Data for this task:
########################################

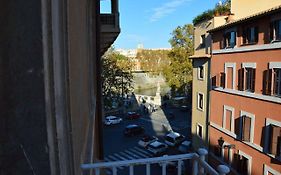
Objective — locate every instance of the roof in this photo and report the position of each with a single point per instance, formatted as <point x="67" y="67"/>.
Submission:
<point x="251" y="17"/>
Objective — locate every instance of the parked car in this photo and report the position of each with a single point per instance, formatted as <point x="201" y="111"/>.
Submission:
<point x="184" y="108"/>
<point x="174" y="138"/>
<point x="157" y="148"/>
<point x="185" y="146"/>
<point x="133" y="115"/>
<point x="146" y="140"/>
<point x="133" y="129"/>
<point x="111" y="120"/>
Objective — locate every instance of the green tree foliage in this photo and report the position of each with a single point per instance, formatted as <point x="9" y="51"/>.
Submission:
<point x="153" y="60"/>
<point x="220" y="9"/>
<point x="117" y="77"/>
<point x="179" y="72"/>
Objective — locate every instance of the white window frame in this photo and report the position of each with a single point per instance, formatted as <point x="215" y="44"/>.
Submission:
<point x="197" y="130"/>
<point x="267" y="169"/>
<point x="198" y="101"/>
<point x="228" y="108"/>
<point x="233" y="66"/>
<point x="198" y="72"/>
<point x="249" y="159"/>
<point x="268" y="122"/>
<point x="230" y="153"/>
<point x="252" y="129"/>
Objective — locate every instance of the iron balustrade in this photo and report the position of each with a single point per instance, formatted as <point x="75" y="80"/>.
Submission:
<point x="199" y="165"/>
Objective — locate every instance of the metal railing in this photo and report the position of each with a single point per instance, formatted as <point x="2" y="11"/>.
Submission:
<point x="199" y="165"/>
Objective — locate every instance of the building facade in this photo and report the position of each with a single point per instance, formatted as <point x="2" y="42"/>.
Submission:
<point x="50" y="91"/>
<point x="200" y="81"/>
<point x="245" y="103"/>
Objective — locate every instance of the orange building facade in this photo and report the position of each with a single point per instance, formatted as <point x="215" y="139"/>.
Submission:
<point x="245" y="100"/>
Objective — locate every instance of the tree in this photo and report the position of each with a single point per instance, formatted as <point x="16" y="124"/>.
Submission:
<point x="179" y="72"/>
<point x="153" y="60"/>
<point x="117" y="77"/>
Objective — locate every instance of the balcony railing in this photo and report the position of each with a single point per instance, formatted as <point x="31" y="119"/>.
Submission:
<point x="199" y="165"/>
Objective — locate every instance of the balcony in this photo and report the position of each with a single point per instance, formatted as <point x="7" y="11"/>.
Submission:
<point x="110" y="28"/>
<point x="199" y="165"/>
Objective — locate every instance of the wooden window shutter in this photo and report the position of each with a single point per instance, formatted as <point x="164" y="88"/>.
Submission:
<point x="244" y="36"/>
<point x="222" y="82"/>
<point x="241" y="79"/>
<point x="271" y="31"/>
<point x="256" y="34"/>
<point x="214" y="81"/>
<point x="246" y="132"/>
<point x="244" y="165"/>
<point x="253" y="80"/>
<point x="267" y="82"/>
<point x="279" y="146"/>
<point x="236" y="161"/>
<point x="275" y="133"/>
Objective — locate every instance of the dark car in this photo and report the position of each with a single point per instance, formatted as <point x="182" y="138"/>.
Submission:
<point x="132" y="130"/>
<point x="133" y="115"/>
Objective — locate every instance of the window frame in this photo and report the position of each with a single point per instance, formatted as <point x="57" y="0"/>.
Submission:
<point x="252" y="129"/>
<point x="244" y="78"/>
<point x="197" y="130"/>
<point x="268" y="122"/>
<point x="199" y="72"/>
<point x="198" y="101"/>
<point x="203" y="40"/>
<point x="227" y="40"/>
<point x="233" y="66"/>
<point x="241" y="153"/>
<point x="228" y="108"/>
<point x="273" y="28"/>
<point x="250" y="35"/>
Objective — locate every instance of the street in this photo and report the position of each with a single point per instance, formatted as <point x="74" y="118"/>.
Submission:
<point x="118" y="147"/>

########################################

Exercise description: Exclude the pictures, and transcribe all of the material exactly.

Reply to the exercise:
Objective — locate every instance of the roof in this photo and report the position of each with a single point per instance, formatted as <point x="67" y="67"/>.
Submission:
<point x="251" y="17"/>
Objective — locate every instance of the parked car in this photo and report the position of each with a single point per instance, formatted as <point x="201" y="111"/>.
Submission:
<point x="184" y="108"/>
<point x="174" y="138"/>
<point x="157" y="148"/>
<point x="185" y="146"/>
<point x="133" y="115"/>
<point x="146" y="140"/>
<point x="133" y="129"/>
<point x="111" y="120"/>
Objective — locate every instance of the green tree foliage in this photo and report the position of each with a single point per instance, formatted as <point x="9" y="51"/>.
Submission:
<point x="153" y="60"/>
<point x="220" y="9"/>
<point x="117" y="77"/>
<point x="179" y="72"/>
Objective — locate every instance of the white window frame in this photo and report the position of each with a single point per instance, formatted as <point x="215" y="44"/>.
Submission:
<point x="197" y="130"/>
<point x="267" y="169"/>
<point x="198" y="101"/>
<point x="228" y="108"/>
<point x="233" y="66"/>
<point x="198" y="72"/>
<point x="249" y="159"/>
<point x="268" y="122"/>
<point x="230" y="153"/>
<point x="252" y="129"/>
Objective — locate every instance of the iron balustrade in this photo and report the position of each with a single point per instance, formatted as <point x="75" y="80"/>.
Submission:
<point x="199" y="165"/>
Objective — locate every instance of the metal railing in this photo and report the position of each with a single point per instance, formatted as <point x="2" y="11"/>.
Submission:
<point x="199" y="165"/>
Objective — locate every instance of the building facade in this photo and report the position of each with a single point per instance, formatted as <point x="2" y="42"/>.
Submission:
<point x="50" y="91"/>
<point x="200" y="81"/>
<point x="245" y="103"/>
Objective — locate every instance of the orange building facade in this photo and report the position of each with a single point per instance, formatted as <point x="215" y="139"/>.
Submission:
<point x="245" y="100"/>
Objective — locate every instance of the tree in this photo and report the position of each with a single point per instance, formatted as <point x="16" y="124"/>.
Submission:
<point x="179" y="72"/>
<point x="153" y="60"/>
<point x="117" y="77"/>
Objective — locate every instance of the balcony railing in this photo and report the position of each with a single point per instance, formatted as <point x="31" y="119"/>.
Submission:
<point x="199" y="165"/>
Objective — locate every instance of the balcony in this photo and report the position of each with a single point per instance, formatted as <point x="7" y="11"/>.
Submission:
<point x="110" y="28"/>
<point x="199" y="165"/>
Objective — locate every instance of the wooden window shutter in this photo and report the position of each with a single point per instance, formatted as <point x="164" y="88"/>.
Submission:
<point x="244" y="36"/>
<point x="222" y="82"/>
<point x="241" y="79"/>
<point x="271" y="31"/>
<point x="256" y="34"/>
<point x="214" y="81"/>
<point x="246" y="132"/>
<point x="244" y="165"/>
<point x="253" y="80"/>
<point x="267" y="82"/>
<point x="279" y="146"/>
<point x="236" y="161"/>
<point x="275" y="133"/>
Objective — locate every instance of the dark car in this photo and report the position of each with a single point per instance, formatted as <point x="182" y="138"/>.
Submission:
<point x="132" y="130"/>
<point x="133" y="115"/>
Objective — locate every instance of the window frame in this photo and report the position of each with a single point per instance, formatted as <point x="57" y="0"/>.
Submission:
<point x="252" y="129"/>
<point x="244" y="78"/>
<point x="197" y="130"/>
<point x="268" y="122"/>
<point x="199" y="72"/>
<point x="198" y="101"/>
<point x="203" y="40"/>
<point x="227" y="40"/>
<point x="233" y="66"/>
<point x="241" y="153"/>
<point x="228" y="108"/>
<point x="273" y="28"/>
<point x="250" y="35"/>
Objective — locate every instance of the street in this photo and report the position of each with a single point per instance, formatted as <point x="74" y="118"/>.
Submission:
<point x="118" y="147"/>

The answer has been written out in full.